Work item:
Look through the data below and extract, unchanged, the lines from the one that contains "Would you point out the small" to the one that contains "Would you point out the purple-tinged", both included.

Entries provided:
..........
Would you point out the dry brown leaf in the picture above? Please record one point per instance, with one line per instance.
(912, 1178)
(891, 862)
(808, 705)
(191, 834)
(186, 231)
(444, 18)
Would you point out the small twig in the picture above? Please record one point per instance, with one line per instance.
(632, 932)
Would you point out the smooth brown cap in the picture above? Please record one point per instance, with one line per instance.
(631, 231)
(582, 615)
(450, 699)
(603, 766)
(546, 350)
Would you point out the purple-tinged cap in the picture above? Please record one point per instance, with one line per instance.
..........
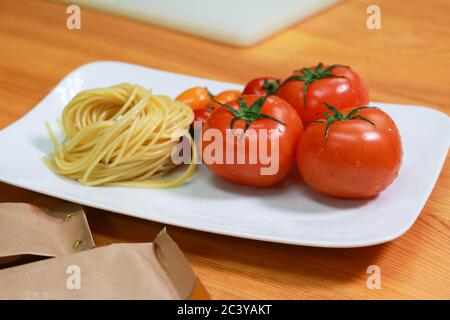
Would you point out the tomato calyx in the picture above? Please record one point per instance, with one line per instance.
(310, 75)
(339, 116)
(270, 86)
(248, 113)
..........
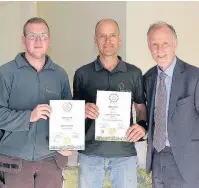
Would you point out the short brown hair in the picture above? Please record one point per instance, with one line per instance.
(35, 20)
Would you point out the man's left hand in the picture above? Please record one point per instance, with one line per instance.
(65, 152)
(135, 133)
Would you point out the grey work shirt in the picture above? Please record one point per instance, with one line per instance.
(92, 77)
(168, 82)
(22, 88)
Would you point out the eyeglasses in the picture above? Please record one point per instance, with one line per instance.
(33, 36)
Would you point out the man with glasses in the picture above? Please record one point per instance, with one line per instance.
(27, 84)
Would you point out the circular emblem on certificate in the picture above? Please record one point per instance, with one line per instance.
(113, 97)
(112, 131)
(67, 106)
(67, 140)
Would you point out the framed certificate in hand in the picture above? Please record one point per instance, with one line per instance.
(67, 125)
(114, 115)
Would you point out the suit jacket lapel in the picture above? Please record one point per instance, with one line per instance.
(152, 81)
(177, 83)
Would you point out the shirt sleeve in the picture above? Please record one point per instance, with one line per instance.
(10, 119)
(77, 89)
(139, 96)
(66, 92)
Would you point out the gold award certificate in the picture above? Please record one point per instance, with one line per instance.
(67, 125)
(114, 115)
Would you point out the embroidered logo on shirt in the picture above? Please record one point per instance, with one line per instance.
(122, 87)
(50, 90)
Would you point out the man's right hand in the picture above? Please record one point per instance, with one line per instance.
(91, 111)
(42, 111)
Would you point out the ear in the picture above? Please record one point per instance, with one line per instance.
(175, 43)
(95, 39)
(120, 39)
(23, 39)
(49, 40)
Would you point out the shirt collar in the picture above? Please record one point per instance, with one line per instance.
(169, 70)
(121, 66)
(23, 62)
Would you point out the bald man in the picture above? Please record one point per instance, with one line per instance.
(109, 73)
..........
Solution to the exercise:
Would you point out the small twig in the picture above? Please record one point per instance, with one line per instance.
(632, 932)
Would you point out the smooth brown cap in the picture above? Please record one point per instance, with one line per instance.
(631, 231)
(582, 615)
(450, 699)
(603, 766)
(546, 350)
Would you point out the purple-tinged cap in the picture above? Please record one point per instance, with one line per instance.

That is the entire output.